▸ EXCERPT:

***

My mother-in-law has a brother-in-law who rides a lot.  In fact, he’s ridden all the way from South Carolina to the Upper Peninsula of Michigan – in one trip that took more than a month, a journey of over 1,000 miles.  Over the Christmas vacation he was up visiting family and he got to talking with my mother-in-law about the concern of cycling causing an enlarged prostate…

Now, I knew studies show no tie between cycling and prostate cancer, but I didn’t know anything about problems related to an enlarged prostate.  I explained what I’d read about cancer, but that I’d get back with her about the rest…

As I understand it from reading multiple studies, articles and posts about the prostate, my original research into cancer was confirmed – no link.  However people who are susceptible to prostate problems can experience enlarging due to cycling, especially after really long rides and if rest and recovery time is not included in these people the consequences can be quite dire (including infections).

So, you give any cyclist three guesses as to the culprit and they’ll only need one:  The saddle.  Not only does the style matter, the padding (as any knowledgeable cyclist will tell you) is one of the biggest contributors.  The more padding you have on that saddle, the worse off you’ll be.  The best saddles are anatomically made, specifically men and women’s saddles with a groove up the middle or the two-pad style saddles with no nose.

There is some misinformation out there, or maybe just misunderstood information that I do want to deal with quickly.  I bumped into this article, a FAQ for prostate cancer – specifically number 4:

4. Q:  Can the sport of bicycle riding increase the likelihood of BPH, prostate cancer or other prostate problems?

***

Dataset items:
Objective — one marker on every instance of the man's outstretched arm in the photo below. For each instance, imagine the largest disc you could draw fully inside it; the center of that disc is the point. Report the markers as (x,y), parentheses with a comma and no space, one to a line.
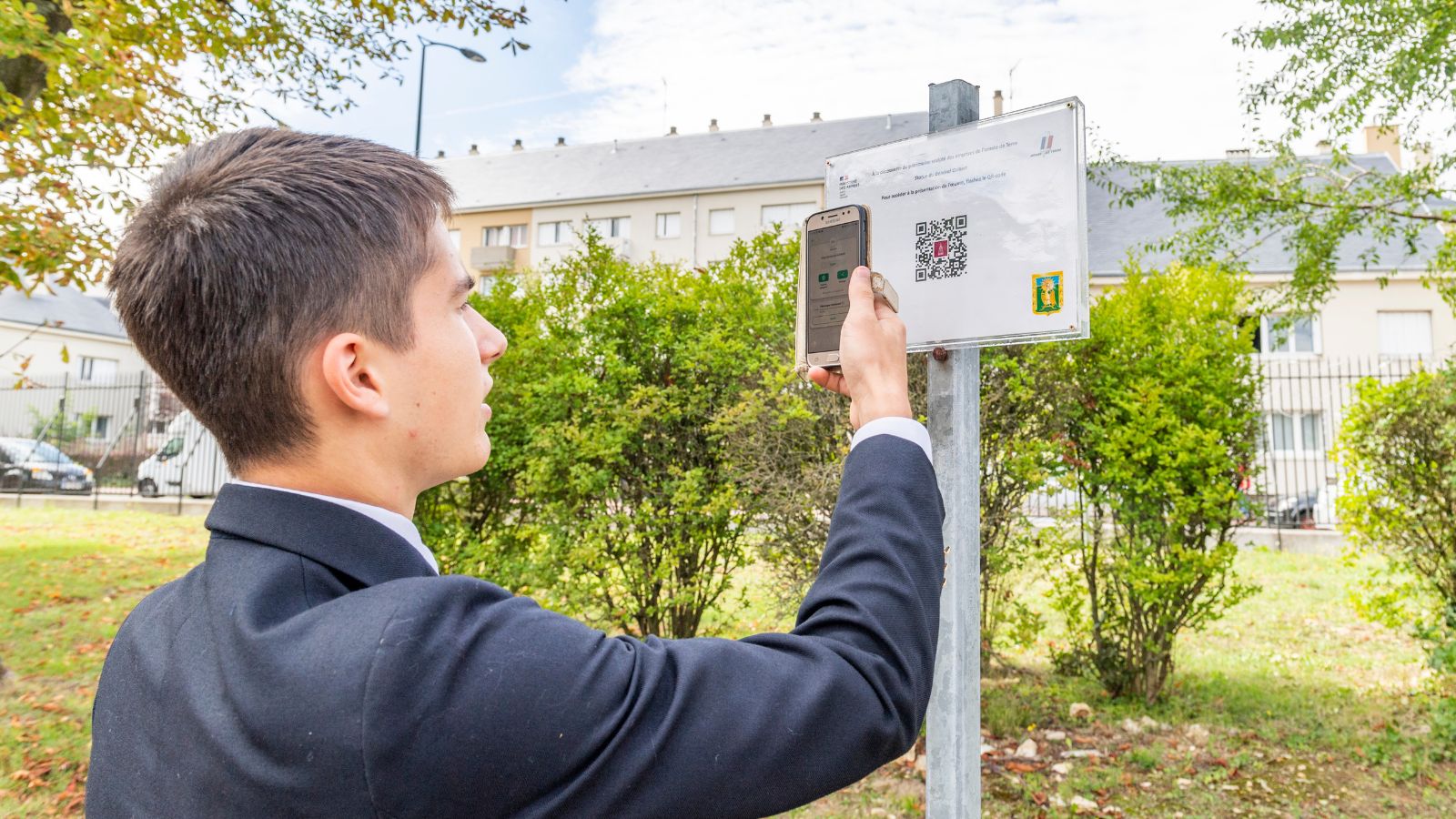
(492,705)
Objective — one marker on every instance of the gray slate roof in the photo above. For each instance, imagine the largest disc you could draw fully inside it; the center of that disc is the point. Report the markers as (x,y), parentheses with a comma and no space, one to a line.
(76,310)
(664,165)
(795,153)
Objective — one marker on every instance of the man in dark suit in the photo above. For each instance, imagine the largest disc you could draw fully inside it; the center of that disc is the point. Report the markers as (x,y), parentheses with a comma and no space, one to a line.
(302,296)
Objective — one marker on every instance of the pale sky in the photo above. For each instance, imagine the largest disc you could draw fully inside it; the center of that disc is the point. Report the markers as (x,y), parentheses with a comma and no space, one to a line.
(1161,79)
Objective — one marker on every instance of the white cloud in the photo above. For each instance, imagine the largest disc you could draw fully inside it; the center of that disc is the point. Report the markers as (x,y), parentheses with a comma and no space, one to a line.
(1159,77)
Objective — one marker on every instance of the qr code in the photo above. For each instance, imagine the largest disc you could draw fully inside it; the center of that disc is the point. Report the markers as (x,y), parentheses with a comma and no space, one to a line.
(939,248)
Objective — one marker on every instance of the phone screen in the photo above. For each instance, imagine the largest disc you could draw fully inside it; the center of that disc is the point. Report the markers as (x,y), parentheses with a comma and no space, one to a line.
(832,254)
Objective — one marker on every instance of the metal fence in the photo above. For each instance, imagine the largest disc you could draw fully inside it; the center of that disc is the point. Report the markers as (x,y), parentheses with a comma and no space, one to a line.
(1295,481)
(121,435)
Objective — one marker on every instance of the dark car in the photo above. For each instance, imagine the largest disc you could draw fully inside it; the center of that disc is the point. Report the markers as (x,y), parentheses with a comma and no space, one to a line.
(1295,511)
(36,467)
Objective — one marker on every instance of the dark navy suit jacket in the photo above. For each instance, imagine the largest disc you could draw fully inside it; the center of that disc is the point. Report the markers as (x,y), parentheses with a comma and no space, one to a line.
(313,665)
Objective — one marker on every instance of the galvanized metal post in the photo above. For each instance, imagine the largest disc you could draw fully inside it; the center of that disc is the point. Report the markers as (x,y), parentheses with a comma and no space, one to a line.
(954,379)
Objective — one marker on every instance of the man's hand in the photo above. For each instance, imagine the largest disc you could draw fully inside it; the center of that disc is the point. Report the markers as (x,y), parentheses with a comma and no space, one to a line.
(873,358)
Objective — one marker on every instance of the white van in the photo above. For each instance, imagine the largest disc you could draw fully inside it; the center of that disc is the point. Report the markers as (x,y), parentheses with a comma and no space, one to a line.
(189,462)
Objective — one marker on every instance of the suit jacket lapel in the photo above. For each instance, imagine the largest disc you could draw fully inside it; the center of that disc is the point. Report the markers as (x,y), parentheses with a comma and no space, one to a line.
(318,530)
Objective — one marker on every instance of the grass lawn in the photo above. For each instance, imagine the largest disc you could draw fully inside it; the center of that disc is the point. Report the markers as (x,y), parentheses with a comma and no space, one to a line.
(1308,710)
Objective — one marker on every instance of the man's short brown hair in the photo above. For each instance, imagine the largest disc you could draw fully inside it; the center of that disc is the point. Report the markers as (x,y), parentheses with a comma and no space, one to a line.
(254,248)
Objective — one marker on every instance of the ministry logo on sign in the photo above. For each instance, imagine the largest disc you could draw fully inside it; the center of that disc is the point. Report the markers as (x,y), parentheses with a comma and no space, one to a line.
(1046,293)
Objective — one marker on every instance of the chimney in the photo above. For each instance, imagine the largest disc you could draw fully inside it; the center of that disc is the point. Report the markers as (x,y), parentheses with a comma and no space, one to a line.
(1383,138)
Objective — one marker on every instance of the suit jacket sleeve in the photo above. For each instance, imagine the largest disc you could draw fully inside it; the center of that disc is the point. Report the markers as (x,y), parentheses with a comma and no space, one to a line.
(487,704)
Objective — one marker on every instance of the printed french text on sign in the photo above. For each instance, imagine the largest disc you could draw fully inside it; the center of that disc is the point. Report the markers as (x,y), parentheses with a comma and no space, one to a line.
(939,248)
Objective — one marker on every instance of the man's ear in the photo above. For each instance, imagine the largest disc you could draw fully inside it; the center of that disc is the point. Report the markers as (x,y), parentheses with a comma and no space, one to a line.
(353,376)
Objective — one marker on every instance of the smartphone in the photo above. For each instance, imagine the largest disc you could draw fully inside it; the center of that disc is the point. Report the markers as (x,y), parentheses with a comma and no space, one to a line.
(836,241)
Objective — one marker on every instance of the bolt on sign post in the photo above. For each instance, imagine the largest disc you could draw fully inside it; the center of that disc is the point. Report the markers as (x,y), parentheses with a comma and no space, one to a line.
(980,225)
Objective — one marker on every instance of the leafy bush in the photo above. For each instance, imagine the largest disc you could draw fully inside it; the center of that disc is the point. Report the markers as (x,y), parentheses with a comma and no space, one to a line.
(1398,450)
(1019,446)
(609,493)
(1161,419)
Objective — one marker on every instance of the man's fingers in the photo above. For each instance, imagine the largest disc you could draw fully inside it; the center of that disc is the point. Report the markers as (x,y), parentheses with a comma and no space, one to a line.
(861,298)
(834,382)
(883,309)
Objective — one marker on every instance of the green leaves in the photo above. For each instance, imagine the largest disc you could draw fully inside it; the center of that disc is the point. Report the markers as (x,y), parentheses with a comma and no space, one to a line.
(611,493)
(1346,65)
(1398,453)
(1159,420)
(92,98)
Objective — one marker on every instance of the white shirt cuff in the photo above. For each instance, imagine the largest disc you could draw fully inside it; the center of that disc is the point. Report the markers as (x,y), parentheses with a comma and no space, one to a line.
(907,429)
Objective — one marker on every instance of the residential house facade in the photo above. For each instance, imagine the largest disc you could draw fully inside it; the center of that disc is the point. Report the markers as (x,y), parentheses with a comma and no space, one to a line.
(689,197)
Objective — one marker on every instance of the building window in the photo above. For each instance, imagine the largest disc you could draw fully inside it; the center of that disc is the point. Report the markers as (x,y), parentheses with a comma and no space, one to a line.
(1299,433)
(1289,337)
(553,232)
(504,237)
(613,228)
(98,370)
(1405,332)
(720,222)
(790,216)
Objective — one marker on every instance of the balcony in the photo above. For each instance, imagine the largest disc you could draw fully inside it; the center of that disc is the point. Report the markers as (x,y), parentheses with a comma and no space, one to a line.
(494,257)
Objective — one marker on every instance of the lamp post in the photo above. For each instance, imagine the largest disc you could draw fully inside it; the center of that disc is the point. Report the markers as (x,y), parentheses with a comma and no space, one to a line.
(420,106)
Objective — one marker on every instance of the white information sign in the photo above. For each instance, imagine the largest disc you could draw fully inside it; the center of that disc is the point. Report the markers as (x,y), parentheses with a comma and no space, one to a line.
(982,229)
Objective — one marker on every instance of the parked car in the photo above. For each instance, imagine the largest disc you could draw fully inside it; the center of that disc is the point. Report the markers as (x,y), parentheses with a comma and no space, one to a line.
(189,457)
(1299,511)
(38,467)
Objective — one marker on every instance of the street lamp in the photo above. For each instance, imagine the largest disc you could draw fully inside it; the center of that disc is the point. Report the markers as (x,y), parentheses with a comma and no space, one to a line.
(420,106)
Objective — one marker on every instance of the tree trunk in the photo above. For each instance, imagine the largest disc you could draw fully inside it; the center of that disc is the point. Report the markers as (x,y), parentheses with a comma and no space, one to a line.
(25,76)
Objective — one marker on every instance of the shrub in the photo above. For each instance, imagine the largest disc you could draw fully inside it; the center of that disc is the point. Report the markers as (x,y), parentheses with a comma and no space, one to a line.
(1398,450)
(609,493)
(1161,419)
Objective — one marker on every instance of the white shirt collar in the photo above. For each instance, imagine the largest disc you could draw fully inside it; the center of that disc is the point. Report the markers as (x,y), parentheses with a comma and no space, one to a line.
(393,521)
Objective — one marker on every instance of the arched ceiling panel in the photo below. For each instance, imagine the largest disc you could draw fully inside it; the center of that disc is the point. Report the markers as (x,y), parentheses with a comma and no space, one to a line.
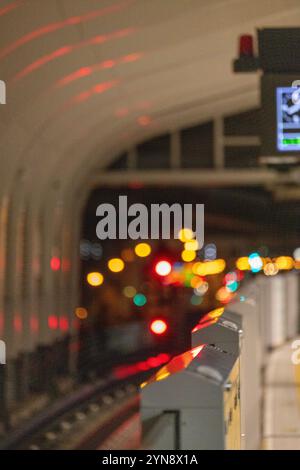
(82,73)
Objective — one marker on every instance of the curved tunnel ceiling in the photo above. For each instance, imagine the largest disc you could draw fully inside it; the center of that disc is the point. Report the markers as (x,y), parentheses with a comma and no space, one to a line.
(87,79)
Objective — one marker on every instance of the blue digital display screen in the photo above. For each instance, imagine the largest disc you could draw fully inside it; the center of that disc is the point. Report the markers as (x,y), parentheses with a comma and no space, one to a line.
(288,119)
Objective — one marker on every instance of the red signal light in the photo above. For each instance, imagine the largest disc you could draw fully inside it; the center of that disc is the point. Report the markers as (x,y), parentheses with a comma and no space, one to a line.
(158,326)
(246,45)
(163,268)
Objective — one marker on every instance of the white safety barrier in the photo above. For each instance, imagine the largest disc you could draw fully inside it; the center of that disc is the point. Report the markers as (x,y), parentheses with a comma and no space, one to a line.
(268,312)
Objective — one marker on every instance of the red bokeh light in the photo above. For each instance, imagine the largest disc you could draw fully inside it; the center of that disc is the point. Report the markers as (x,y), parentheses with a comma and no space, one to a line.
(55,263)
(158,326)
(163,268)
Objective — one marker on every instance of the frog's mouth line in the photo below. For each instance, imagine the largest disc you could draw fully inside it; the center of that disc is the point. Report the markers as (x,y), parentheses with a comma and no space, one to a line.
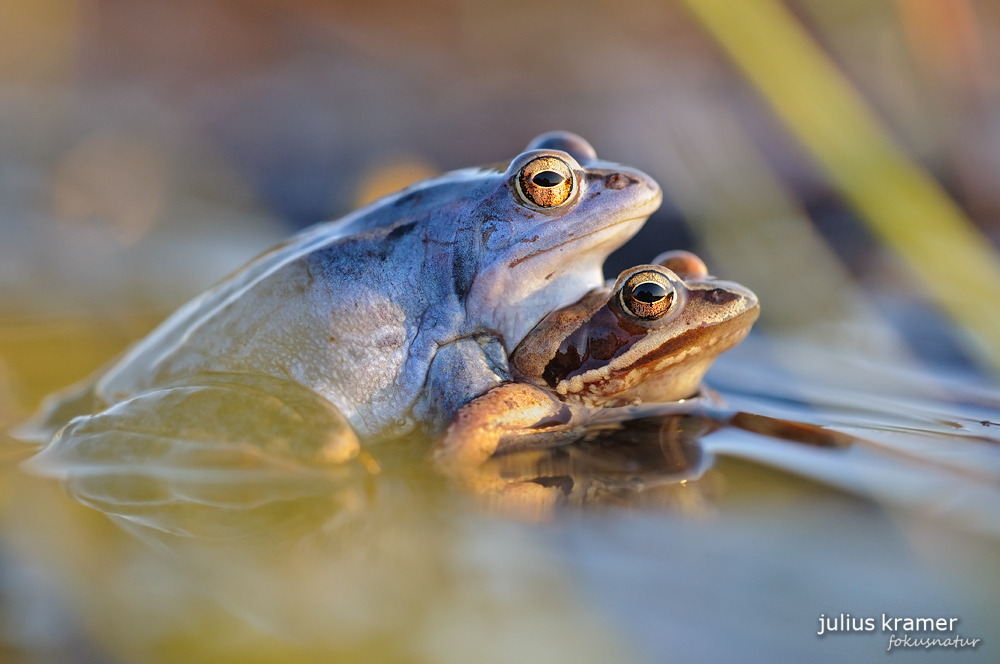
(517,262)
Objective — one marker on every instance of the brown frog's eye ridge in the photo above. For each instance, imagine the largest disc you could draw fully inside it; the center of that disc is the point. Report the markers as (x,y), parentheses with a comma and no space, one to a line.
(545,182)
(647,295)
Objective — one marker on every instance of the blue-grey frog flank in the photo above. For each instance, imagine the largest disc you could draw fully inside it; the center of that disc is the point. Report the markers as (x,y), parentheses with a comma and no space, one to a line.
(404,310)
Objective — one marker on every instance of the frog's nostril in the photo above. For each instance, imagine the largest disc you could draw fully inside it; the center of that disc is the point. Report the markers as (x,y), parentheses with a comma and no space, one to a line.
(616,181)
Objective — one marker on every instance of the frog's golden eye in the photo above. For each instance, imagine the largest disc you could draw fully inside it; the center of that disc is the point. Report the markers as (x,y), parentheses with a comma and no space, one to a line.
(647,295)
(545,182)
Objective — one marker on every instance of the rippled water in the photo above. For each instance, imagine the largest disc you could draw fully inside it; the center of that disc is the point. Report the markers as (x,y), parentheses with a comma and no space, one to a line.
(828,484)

***

▸ ACTIONS TO TAKE:
a) In the cycling and prostate post, rewrite the passage between "So, you give" and "with no nose.", inclusive, substituting "cushioning" for "padding".
b) According to the cycling and prostate post, how long was the brother-in-law's trip from South Carolina to the Upper Peninsula of Michigan?
c) Carry the cycling and prostate post on from its last line.

▸ TASK-BY-TASK RESULTS:
a)
So, you give any cyclist three guesses as to the culprit and they’ll only need one:  The saddle.  Not only does the style matter, the cushioning (as any knowledgeable cyclist will tell you) is one of the biggest contributors.  The more cushioning you have on that saddle, the worse off you’ll be.  The best saddles are anatomically made, specifically men and women’s saddles with a groove up the middle or the two-pad style saddles with no nose.

b) Over 1,000 miles, taking more than a month.

c)
A:  Prolonged cycling on a hard seat is thought to affect potency by injuring the pudendal arteries that supply blood to the penis.  Cycling can also traumatize the prostate, causing an elevation in the PSA level.  No evidence, to my knowledge, shows that cycling can increase the risk for benign prostate enlargement or prostate cancer.

That statement is technically a correct and incorrect answer at the same time.  As I understand the science from what I’ve read (and through personal experience), the correct way to structure the response would be this:  Prolonged cycling on an improperly fitting saddle that blocks or damages the pudenal arteries [etc., etc.]…  My saddles – all of them – were specifically sized and chosen to fit my sit bones and aggressive riding style so that I’m sitting on bone, not the soft tissue that houses the pudenal arteries and my saddles are very hard (maybe two millimeters of padding).  They are also, when used with properly fitting and appropriate (read that expensive) cycling specific shorts, exceptionally comfortable over long distances (100+ miles).  Here’s where the original sentence takes a turn for the worse though (at least as has been explained at length by several industry pros):  Soft saddles have a tendency to staunch blood flow more because they form around the sit area so that the rider’s weight is distributed over the entire saddle rather than just on the sit bones.  In fact, my hard road saddle is vastly more comfortable over 100 miles than my softer mountain bike saddle is over 30 miles for just this reason.

That’s comfortable baby…

Now, I’m going to leave this post here because the last thing I want to do is give some damned politician enough rope to hang a new stinkin’ law around a padded saddle to save us all from prostate cancer.

What’s that you say?  I just wrote that research shows cycling isn’t linked to prostate cancer?  Yeah, I know but when was the last time a politician ever let facts and reality get in the way of championing legislation that hangs an industry they deem evil for the betterment of mankind?  You ever eat salt?  Yeah, the doofus in charge of New York City outlawed that. I can just see the commercials now:

Did you ride a bicycle?  Have you suffered from prostate cancer?  You may be eligible for benefits if you became sick or even died as a result of riding a bike.  Please contact us at 1-800-EVL-BIKE for a free phone consultation, a service of Dewey, Cheatum and Howe*.

Hell, I may have already written too much.  I miss the good old days of tarring and feathering shysters.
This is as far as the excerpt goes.